TEXT SEGMENT:
>> START

Yes. The UniLink cable carries the volume control/input switching/CD or MD changer control data from the HU and sends it to the processor.



legend94 said:


> iirc the 910 had a better daytime display than the c90 which if you are using the processor would be enough reason for me to use the 910. that c90 could barely be seen in the day


Yeah, the C90 display is abysmal as well. You would think they would've made it much better after the C910. Sony did actually try a new display technology (at the time) in the C90, which was highly touted and one of the main Bullet Points in Sony's advertising and marketing for the unit, but IMO it failed miserably. There's just not enough brightness or contrast with the C90, and this gets worse with age, along with horizontal and vertical lines crossing through the display...kind of like having a bad pixel in a LCD panel, but instead it's an entire vertical or horizontal line segment of the display, and more & more of these will show up over time.  In all other respects it's a stellar unit!

I'm still running the C90/4000X combo in one of my vehicles now. I have 2 back-up C90 main units and 3 extra faceplates for this reason, haha. :blush:


----------



## bbfoto (Aug 28, 2005)

[email protected]'go said:


> You can write my article about the Sony CDX C910 (in french) here:
> Sony CDX 910rds; un combiné évolutif haut de gamme


Chris, very nice article to read. Thank you.


----------



## jtaudioacc (Apr 6, 2010)

shutterguy said:


> Thanks Steve and bbfoto,
> 
> I've have over 600 cd's so I'm sure the 910 will get its use. For the life of me I couldn't understand why Sony didn't just put an optical jack on the back of C90 and 910, they did it for the MDX-800REC MiniDisc headunit so you optically record from one of their high-end cd changers. I had a full blown ES, Phoenix Gold, and Boston Acoustics system that I should have kept, however at the time I decided I didn't need it. I had the whole list below in a '96 Chevy Blazer LT. It was the best system I ever put together after working car install for a few years. I will say the C90 was good over the 910 with the fact that it could read CD-Text, it made things easier when going through the changer magazine........
> 
> ...


the 910 didn't do CD Text? or your changer didn't? i mostly had the 900, cause you know, boomin' the changer would still skip with (12) 12"s. lol i think the last changer i used was the 2001? i also had the big suitcase one as well. but i know for sure i used cd text on some changer cause i loved the two line dot matrix of those head units.


----------



## vinman (Feb 5, 2013)

shutterguy said:


> Far as I know the CDX-780 will work with the 210EQ, not sure about the 4000x though. That might be it, the U50D was another one with limited compatibility.


I'm assuming this CDX-C860 has the needed connectors (except digital out) and should be able to control the XDP4000X and a CD changer .....










I'm assuming the optical connection can occur downstream from the HU , between the XDP4KX and the CD changer and the HU would basically act as a controller ?

Thank you .......... Vin


----------



## shutterguy (Feb 10, 2015)

[email protected]'go said:


> You can write my article about the Sony CDX C910 (in french) here:
> Sony CDX 910rds; un combiné évolutif haut de gamme


Nice write-up and nice pics!

>> END

DATA SHOWN:
>> START

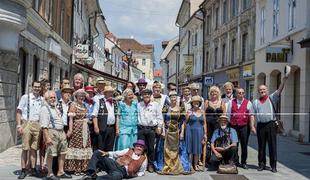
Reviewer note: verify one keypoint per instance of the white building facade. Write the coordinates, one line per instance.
(280, 25)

>> END

EXERCISE SET:
**A)** Answer these about the forum thread on Sony car stereo units:
(i) What does the UniLink cable carry from the HU to the processor?
(ii) How many back-up C90 main units and extra faceplates does the poster running the C90/4000X combo keep?
(iii) In what vehicle did shutterguy have the whole system he listed?
**B)** Carry on the forum thread about Sony car stereo units from where it stops.

TASK-BY-TASK OUTPUTS:
**A)**
(i) The volume control, input switching, and CD or MD changer control data
(ii) 2 back-up C90 main units and 3 extra faceplates
(iii) A '96 Chevy Blazer LT

**B)**
bbfoto said:


> Yes. The UniLink cable carries the volume control/input switching/CD or MD changer control data from the HU and sends it to the processor.
> 
> 
> 
> ...


That's what I call being prepared!! My C90 same thing, display went out over time, very hard to find any shop to work on them. 



jtaudioacc said:


> the 910 didn't do CD Text? or your changer didn't? i mostly had the 900, cause you know, boomin' the changer would still skip with (12) 12"s. lol i think the last changer i used was the 2001? i also had the big suitcase one as well. but i know for sure i used cd text on some changer cause i loved the two line dot matrix of those head units.


No CD-Text on the 910, just Custom File Memory, that was manual entry, limited character space, and limited amount of cd's that you could name. The 828 changers had CD-Text support.



vinman said:


> I'm assuming this CDX-C860 has the needed connectors (except digital out) and should be able to control the XDP4000X and a CD changer .....
> 
> 
> 
> ...


It was a grey area as far as what units could control the DSP/EQ units. All of the trunk units (210EQ, U50D, 4000x) had unilink and analog audio inputs which was the basic for signal and control, the tricky part was headunit support. Some could control the U50D and not the other 2, some could do all 3. Yes, you could optically connect a changer to the 4K and the HU would be the control piece.


TV control was hit or miss on the C90, I remember when I worked at a Sony car/home store, I would call Sony tech support, ask them to hook up the tv tuner to the C90 to see if it worked before we purchased one. Amazingly it did, they said it wasn't designed with tv control in mind but it knew the device was connected to it.


----------



## jtaudioacc (Apr 6, 2010)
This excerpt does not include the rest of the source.